Can you continue the article on Tabata workouts below, picking up right after its final sentence?

PAGE EXCERPT —
□ □ □
How to Get Fit in as Little as 4 Minutes a Day

Written by Team Biotrust

Keys to Tabata Workouts

After years of trying to tell people they don’t have to “pound the pavement” for hours on end to get fit, high-intensity interval training, or HIIT for short, is gaining tremendous popularity. And for good reason: It works.

When it comes to burning fat, losing unsightly body fat, improving cardiorespiratory fitness, and optimizing cardiometabolic function, longer does not necessarily mean better. In fact, in the case of Tabata workouts, it’s possible to get fit in as little as four minutes a day.

Can you really get fit with as little as a four-minute workout? The unbelievable answer is: Yes, you really can get more with less.

What are Tabata Workouts?

The Tabata protocol is a popular form of HIIT developed by Dr. Izumi Tabata and his team at the National Institute of Fitness and Sports in Tokyo almost two decades ago. It was initially developed to help the Japanese Olympic speed skating team improve endurance more efficiently. Fortunately for us, Tabata training has been adapted to fit just about anyone’s fitness level, and arguably everyone can benefit from its effectiveness.

Essentially, Tabata workouts consists of eight sets of 20 seconds of all-out effort with 10 seconds of rest between each bout. This cycle is repeated eight times to equal one Tabata. Altogether, these eight cycles add up to four total minutes of exercise—that’s right FOUR total minutes.
□ □ □
SOURCE EXCERPT —
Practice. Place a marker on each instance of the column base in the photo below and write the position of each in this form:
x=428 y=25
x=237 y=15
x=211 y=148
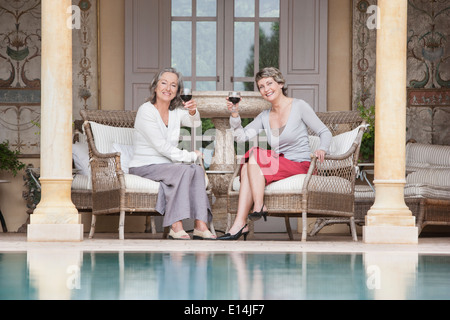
□ □ □
ANSWER TO THE TASK —
Easy enough, right?

Tabata is Tough

Simple But Not Easy

What a Tabata workout lacks in time it makes up for in intensity. In other words, the trade-off for efficiency is effort. The extraordinary effort required to correctly perform Tabata training results in improved aerobic and anaerobic conditioning, better cardiorespiratory fitness, improved metabolic function, and increased fat burning.

Dr. Tabata says, “If you feel okay after doing it, you’re not doing it right.” When he says that you must perform all-out effort for those 20 seconds, that’s exactly what he means. In order to reap the benefits from this form of HIIT training, it’s vital that you step out of your comfort zone. And, when you go outside your comfort zone, you’re also likely to break through previous weight loss plateaus by challenging your body.

How does Tabata work when it’s such a short workout? I mean, we’ve been told that we need 150 minutes or more per week for overall health and cardiorespiratory fitness. The answer lies in a little trick up Tabata’s sleeve called “EPOC.” EPOC (excess post-exercise oxygen consumption), which is commonly referred to as “afterburn,” refers to the extra calories you burn long after you finish your workout—up to 24 hours after exercise.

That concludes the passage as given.